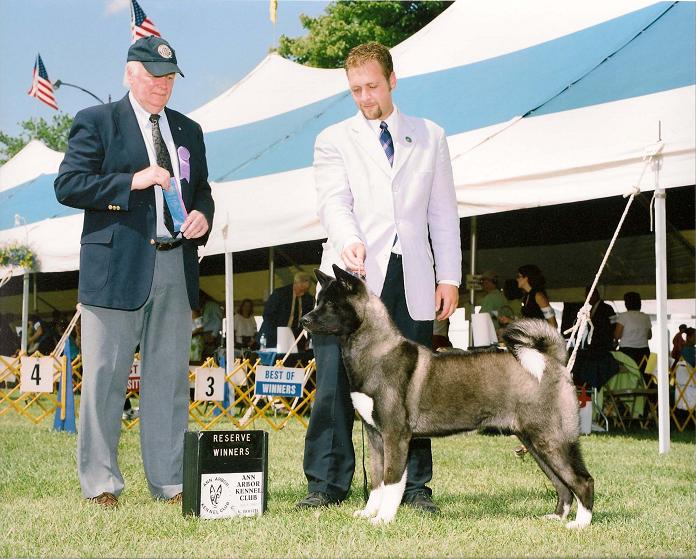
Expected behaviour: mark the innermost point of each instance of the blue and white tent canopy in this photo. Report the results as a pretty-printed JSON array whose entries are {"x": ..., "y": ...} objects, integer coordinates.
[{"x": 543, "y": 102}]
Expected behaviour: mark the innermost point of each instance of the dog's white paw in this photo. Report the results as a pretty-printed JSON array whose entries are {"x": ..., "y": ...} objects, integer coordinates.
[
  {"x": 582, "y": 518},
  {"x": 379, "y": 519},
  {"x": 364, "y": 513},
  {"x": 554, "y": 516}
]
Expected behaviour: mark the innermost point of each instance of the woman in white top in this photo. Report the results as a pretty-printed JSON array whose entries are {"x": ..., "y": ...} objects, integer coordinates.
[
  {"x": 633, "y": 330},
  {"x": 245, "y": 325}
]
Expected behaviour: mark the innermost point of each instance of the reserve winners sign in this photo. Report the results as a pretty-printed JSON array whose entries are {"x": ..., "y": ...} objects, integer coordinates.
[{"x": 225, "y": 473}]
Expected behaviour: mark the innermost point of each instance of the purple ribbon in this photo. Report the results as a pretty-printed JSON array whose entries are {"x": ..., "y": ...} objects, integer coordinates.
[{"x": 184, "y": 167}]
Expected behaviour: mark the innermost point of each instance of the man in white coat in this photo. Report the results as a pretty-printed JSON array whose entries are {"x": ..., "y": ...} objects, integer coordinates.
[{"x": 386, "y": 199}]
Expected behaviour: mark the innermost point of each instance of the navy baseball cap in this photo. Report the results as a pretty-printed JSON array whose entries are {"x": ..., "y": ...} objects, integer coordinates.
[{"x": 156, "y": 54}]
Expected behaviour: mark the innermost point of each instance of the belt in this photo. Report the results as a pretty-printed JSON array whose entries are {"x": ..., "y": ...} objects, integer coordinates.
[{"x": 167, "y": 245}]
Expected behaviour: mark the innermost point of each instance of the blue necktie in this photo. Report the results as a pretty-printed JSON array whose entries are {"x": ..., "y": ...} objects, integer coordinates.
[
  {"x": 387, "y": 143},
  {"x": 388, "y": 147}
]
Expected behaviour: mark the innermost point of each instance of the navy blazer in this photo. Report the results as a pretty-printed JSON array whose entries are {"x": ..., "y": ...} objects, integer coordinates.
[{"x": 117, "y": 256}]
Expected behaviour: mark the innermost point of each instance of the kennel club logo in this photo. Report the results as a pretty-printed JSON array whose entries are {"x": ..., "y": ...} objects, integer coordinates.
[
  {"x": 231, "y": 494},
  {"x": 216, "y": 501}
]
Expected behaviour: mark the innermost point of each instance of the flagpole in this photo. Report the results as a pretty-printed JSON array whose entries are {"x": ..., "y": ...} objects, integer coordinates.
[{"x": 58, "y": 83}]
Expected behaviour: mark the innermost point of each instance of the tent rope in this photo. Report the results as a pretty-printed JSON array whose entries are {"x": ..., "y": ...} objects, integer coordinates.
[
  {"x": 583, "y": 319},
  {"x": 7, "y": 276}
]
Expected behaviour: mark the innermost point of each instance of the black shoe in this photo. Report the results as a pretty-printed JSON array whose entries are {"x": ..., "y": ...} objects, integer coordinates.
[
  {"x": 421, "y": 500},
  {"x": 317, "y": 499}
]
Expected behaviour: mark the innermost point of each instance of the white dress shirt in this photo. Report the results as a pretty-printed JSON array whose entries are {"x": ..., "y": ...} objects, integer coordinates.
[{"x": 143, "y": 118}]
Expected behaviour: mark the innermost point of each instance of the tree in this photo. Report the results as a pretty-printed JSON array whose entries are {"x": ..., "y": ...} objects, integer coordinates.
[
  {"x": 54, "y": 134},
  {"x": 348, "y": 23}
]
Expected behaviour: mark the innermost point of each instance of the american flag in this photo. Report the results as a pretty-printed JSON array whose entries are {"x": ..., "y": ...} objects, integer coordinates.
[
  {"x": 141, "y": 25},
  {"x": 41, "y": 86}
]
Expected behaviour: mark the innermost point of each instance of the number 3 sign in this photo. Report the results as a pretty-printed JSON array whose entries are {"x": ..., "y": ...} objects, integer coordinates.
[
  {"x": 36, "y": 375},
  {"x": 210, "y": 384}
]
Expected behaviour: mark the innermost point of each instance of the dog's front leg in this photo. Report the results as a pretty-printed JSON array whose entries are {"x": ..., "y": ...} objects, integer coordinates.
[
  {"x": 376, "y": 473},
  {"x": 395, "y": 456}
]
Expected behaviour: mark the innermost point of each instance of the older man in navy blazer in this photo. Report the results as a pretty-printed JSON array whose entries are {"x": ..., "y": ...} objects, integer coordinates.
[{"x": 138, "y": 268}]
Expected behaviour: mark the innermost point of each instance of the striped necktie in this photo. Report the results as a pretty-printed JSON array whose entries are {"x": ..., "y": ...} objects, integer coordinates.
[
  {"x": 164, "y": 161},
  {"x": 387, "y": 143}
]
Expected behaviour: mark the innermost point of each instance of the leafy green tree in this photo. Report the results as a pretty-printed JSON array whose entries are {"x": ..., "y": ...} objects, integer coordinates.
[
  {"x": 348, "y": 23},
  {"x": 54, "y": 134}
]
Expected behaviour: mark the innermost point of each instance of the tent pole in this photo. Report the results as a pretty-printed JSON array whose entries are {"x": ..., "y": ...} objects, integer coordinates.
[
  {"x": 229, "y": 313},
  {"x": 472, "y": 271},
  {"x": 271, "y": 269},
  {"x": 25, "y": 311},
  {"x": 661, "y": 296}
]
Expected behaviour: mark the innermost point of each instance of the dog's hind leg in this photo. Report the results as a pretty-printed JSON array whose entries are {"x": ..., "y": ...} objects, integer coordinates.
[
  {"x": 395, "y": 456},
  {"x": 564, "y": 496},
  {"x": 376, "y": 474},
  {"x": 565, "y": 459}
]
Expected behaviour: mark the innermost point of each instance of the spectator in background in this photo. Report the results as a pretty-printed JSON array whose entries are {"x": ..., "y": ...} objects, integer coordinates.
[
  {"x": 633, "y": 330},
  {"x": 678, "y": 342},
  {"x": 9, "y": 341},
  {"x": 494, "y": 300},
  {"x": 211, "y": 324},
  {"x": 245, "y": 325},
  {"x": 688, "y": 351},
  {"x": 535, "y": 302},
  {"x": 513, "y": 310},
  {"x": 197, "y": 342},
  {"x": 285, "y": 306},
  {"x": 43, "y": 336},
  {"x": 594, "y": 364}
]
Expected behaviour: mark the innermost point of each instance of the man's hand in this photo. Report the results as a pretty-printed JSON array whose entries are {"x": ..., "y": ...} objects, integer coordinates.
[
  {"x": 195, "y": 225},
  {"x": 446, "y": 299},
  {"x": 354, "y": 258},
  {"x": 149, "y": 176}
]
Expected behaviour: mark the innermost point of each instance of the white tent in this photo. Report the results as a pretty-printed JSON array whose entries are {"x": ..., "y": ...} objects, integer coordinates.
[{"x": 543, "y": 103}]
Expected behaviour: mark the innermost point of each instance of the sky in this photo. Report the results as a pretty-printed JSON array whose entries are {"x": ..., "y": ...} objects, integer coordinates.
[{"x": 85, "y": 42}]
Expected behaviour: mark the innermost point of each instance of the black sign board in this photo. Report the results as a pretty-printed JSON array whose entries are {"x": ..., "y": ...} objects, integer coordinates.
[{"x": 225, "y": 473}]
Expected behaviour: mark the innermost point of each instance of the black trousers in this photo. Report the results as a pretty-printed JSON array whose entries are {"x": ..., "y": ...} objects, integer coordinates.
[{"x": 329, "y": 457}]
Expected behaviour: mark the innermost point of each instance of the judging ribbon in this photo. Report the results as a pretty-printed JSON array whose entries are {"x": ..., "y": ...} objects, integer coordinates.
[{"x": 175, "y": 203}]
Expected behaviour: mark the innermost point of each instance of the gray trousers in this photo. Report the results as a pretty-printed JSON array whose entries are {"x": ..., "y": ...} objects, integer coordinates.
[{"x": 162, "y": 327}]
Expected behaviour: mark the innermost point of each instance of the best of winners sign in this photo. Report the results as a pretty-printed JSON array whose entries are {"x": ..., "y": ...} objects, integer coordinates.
*****
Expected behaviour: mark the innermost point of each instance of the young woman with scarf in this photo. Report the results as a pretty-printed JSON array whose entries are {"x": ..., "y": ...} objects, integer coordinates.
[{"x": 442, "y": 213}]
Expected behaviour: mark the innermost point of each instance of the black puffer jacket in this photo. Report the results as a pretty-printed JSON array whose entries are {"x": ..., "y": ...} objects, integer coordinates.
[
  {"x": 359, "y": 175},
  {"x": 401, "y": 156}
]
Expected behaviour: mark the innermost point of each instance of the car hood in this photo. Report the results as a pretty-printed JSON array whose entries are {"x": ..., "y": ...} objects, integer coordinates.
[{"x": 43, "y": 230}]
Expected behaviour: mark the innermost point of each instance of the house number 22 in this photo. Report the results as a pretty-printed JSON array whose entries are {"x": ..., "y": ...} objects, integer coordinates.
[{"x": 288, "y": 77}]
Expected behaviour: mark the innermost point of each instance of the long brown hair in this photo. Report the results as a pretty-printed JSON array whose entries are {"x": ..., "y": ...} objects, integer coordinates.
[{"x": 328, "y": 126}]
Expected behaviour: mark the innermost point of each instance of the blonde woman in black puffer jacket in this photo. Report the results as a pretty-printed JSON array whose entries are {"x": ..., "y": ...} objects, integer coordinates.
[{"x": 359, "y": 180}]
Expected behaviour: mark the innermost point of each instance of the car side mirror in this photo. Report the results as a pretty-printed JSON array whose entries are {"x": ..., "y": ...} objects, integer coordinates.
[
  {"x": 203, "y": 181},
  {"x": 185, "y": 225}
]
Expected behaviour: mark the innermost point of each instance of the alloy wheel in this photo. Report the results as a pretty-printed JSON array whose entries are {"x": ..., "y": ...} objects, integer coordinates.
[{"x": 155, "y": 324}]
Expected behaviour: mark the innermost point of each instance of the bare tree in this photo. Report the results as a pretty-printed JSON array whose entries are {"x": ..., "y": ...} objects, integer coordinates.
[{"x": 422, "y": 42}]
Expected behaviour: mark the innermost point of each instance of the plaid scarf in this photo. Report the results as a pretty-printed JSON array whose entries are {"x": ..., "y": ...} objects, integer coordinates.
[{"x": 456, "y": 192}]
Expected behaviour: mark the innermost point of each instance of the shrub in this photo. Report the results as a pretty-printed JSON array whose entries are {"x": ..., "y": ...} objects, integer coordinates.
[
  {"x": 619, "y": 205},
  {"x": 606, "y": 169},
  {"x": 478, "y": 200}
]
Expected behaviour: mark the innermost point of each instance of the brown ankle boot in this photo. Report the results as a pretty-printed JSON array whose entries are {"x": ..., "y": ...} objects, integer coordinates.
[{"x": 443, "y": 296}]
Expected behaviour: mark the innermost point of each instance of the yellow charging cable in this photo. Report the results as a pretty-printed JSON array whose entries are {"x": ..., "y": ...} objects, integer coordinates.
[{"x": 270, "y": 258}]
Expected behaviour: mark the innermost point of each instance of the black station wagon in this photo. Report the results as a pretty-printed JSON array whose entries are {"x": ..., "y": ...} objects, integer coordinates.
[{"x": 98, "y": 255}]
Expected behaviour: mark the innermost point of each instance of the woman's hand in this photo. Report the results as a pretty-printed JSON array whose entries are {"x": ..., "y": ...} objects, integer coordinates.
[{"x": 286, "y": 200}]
*****
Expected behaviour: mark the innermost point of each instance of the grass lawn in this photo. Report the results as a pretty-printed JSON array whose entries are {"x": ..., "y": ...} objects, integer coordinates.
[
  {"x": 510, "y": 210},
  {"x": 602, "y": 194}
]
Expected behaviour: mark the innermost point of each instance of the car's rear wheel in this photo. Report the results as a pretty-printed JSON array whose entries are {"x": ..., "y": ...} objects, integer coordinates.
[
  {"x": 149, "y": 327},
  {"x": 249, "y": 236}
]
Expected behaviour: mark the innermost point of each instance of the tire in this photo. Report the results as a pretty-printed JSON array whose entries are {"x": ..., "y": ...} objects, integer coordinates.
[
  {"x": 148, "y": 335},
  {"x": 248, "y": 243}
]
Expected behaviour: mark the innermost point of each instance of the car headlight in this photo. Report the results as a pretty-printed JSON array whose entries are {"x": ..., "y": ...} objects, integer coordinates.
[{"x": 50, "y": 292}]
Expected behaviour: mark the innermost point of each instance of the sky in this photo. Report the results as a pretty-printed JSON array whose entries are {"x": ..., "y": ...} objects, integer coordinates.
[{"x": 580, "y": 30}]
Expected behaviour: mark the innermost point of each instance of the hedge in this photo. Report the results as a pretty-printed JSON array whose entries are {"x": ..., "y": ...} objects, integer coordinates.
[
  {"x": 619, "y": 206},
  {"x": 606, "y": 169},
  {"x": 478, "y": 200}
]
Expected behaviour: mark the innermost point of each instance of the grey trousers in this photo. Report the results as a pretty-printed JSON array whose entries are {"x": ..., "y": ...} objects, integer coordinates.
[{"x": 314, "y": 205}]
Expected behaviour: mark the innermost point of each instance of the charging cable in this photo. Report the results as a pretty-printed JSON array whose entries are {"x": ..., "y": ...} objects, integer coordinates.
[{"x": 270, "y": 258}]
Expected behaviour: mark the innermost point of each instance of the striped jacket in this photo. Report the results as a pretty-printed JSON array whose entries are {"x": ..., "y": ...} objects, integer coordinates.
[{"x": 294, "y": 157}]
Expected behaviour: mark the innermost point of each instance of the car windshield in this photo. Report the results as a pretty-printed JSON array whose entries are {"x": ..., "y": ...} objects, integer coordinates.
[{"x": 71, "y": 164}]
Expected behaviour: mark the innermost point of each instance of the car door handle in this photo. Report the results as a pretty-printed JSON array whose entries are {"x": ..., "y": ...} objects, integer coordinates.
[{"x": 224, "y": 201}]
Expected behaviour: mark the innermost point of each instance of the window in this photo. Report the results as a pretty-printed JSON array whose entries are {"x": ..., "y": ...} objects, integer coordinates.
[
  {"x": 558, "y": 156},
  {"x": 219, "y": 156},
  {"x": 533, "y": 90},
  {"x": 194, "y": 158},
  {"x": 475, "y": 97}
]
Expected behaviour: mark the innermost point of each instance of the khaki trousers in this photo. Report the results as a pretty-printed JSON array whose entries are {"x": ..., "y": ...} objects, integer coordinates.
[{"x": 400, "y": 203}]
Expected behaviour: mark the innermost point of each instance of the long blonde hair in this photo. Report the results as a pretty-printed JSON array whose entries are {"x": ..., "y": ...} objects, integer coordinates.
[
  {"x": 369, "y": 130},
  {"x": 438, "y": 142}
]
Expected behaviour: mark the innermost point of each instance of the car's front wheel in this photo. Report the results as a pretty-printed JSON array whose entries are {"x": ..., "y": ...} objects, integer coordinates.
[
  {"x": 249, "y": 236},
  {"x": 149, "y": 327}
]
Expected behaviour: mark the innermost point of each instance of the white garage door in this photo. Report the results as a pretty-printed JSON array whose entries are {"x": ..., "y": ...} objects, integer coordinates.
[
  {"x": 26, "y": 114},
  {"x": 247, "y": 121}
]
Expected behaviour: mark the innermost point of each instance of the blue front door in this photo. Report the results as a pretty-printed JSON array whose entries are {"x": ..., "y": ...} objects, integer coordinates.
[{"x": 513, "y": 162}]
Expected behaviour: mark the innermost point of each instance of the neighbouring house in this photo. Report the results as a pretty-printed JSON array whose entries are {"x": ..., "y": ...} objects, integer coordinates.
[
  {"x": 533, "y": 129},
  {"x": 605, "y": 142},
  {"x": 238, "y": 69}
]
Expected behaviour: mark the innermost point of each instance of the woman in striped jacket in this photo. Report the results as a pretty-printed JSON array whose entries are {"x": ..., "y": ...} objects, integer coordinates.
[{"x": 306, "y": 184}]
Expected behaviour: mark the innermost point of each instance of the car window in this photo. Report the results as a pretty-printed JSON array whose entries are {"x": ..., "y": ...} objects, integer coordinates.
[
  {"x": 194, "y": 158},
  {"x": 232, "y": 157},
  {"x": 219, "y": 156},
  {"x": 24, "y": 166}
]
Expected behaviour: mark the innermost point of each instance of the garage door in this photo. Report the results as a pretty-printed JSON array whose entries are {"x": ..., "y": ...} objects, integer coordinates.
*****
Which lines in the data above contain the string "lawn"? Collect and copy every one of them, matching case exactly.

Expected behaviour: mark the innermost point of each instance of the grass lawn in this photo. Report the results as a pretty-printed JSON array whose entries are {"x": ..., "y": ...} objects, integer coordinates.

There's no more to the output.